(Excerpts from a dataset)
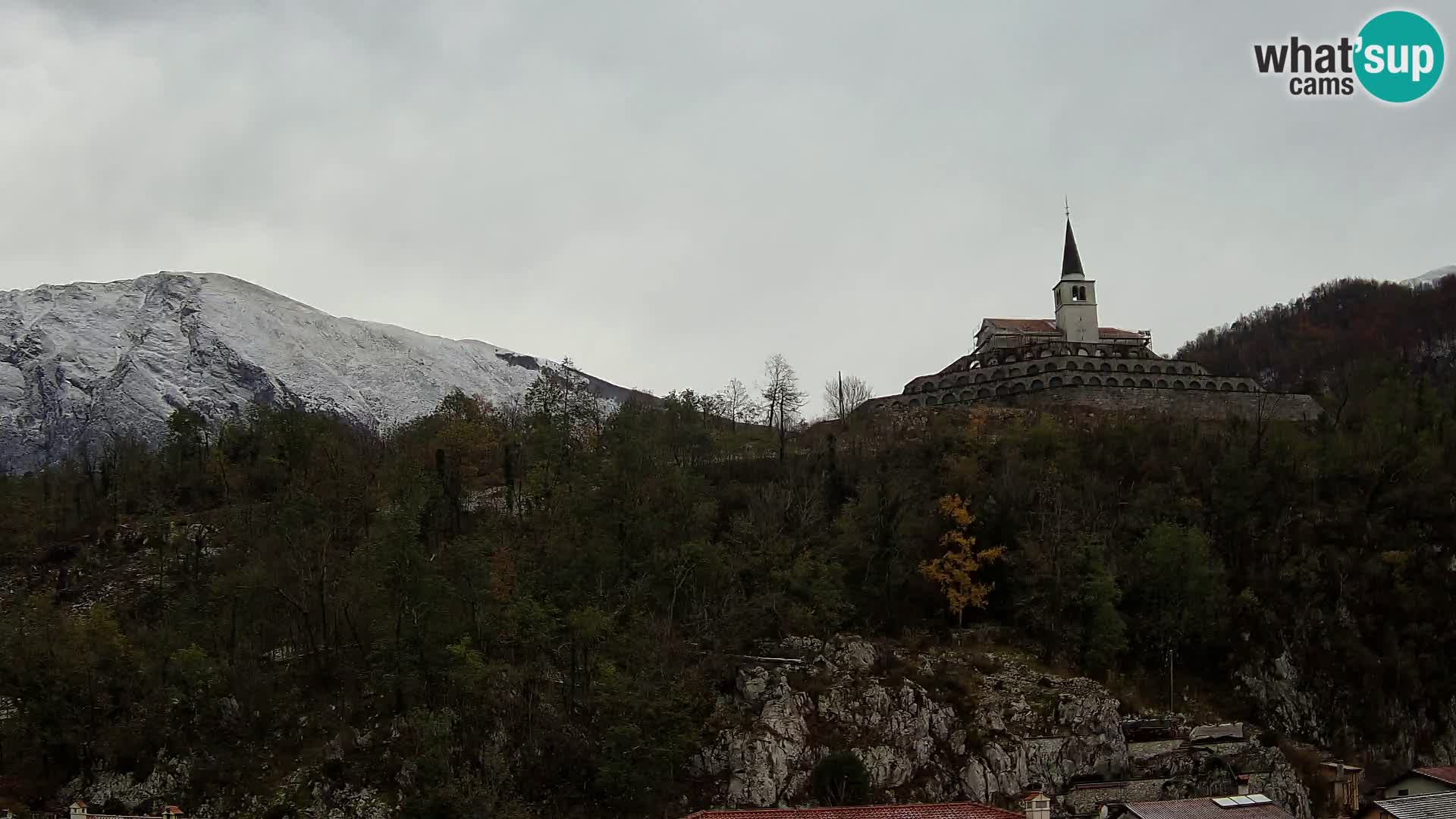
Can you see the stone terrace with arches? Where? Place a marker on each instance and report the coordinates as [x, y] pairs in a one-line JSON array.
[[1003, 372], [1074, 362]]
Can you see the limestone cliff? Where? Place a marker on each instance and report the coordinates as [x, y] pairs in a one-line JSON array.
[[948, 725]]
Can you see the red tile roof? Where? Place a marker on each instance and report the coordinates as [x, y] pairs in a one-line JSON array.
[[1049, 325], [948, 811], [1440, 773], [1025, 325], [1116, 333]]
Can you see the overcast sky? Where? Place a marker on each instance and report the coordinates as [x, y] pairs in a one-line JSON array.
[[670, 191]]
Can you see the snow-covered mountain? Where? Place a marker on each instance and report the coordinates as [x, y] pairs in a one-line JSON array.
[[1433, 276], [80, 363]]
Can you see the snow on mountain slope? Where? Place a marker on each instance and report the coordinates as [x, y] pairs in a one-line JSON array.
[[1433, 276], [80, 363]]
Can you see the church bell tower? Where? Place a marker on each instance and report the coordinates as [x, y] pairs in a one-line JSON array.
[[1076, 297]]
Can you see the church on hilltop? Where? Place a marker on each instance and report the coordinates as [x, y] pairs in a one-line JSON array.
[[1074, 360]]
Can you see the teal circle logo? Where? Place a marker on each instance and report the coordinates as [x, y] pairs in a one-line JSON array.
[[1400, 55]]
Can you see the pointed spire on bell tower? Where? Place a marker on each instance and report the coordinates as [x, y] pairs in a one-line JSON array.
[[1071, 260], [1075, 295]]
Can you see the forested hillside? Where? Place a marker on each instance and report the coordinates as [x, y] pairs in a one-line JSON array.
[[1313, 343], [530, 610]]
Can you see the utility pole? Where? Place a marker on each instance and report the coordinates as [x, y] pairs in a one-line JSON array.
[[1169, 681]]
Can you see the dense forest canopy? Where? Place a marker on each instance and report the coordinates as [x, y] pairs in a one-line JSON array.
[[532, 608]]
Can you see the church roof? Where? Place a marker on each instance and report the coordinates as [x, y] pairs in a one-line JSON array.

==

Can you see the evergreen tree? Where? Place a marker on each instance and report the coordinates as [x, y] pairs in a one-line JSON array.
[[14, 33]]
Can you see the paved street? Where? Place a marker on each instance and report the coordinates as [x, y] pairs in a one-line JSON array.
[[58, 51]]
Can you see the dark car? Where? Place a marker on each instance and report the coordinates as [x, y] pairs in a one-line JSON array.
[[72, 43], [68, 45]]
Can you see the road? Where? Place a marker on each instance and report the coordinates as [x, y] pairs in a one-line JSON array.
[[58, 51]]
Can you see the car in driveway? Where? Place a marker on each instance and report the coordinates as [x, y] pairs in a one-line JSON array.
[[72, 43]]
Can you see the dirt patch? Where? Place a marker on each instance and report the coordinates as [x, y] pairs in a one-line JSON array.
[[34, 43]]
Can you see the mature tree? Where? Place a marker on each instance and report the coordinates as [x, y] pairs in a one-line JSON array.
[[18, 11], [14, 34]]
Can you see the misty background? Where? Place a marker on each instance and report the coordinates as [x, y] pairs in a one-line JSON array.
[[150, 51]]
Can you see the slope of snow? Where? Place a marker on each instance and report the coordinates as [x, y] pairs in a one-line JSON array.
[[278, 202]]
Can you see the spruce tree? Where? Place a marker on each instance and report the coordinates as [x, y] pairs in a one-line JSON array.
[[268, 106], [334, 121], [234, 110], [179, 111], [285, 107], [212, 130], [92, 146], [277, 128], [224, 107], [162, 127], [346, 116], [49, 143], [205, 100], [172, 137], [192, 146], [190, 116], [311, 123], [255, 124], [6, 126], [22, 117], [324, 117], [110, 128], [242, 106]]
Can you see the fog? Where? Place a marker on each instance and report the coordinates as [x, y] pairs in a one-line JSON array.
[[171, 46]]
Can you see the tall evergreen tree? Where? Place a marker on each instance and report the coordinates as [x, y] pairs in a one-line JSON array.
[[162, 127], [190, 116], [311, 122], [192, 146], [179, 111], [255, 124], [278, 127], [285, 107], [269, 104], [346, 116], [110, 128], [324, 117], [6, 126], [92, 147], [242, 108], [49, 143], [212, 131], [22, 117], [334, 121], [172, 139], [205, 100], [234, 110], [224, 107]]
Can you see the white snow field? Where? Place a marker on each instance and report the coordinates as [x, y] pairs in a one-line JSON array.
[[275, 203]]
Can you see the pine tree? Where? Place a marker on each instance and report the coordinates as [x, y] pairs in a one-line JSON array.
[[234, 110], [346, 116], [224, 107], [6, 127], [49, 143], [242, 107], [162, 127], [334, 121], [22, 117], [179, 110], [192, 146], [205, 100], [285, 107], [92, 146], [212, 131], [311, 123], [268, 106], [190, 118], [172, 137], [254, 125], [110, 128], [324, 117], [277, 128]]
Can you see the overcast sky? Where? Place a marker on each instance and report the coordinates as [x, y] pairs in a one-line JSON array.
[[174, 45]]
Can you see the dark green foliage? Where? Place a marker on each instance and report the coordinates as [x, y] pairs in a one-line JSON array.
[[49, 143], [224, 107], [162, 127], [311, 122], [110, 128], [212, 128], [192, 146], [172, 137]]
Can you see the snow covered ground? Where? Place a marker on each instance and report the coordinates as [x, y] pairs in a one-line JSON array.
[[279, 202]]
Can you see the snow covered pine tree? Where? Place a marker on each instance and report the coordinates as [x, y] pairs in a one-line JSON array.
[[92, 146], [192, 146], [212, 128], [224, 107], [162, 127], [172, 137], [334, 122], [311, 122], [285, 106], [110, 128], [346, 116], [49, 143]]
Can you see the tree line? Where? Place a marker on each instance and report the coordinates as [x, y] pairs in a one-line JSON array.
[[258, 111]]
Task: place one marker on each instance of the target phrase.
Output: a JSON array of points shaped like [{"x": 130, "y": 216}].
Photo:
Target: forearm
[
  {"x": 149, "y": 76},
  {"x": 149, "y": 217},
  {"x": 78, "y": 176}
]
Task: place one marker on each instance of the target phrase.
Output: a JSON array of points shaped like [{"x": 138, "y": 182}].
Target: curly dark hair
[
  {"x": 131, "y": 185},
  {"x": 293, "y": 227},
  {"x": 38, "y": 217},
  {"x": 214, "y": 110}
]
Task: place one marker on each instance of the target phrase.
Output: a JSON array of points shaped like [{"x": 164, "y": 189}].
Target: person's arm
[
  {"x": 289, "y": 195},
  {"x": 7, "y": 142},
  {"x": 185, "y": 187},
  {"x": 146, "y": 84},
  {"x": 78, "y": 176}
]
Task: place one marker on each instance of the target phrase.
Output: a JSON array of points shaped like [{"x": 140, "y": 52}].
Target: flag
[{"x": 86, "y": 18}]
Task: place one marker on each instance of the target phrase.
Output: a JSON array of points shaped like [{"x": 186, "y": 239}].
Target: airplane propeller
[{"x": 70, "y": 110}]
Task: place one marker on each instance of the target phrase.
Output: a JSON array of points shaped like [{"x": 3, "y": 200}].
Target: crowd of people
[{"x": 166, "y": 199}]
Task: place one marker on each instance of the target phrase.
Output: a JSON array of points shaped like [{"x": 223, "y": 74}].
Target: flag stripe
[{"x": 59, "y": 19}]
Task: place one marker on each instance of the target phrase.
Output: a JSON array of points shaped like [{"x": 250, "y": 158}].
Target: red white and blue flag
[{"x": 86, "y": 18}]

● **Work required**
The answer is the lines above between the line holding "Can you see the pointed" and the line holding "Can you see the church roof?", inclusive, each written out exactly, and no others.

● **Exercise output**
Can you see the pointed spire on bell tower? Where? Place a marker on each instance and report the coordinates as [x, y] pairs in a one-line JSON array.
[[1071, 260], [1075, 295]]
Can you see the forested hillside? Where? Place a marker on each instance and report the coordinates as [x, y] pairs in a one-line JSON array.
[[1313, 343], [530, 610]]
Can you see the utility pole? Where? Place a marker on each instance and report the coordinates as [x, y] pairs in a one-line JSON array.
[[1169, 681]]
Can you see the dense forest canopy? Where? Place a marker on each instance and report the coordinates as [x, y] pairs in a one-line JSON array.
[[532, 608]]
Can you see the church roof? Where? Place a marker on each instance and report the coordinates as [x, y] pairs in a one-line JSON array.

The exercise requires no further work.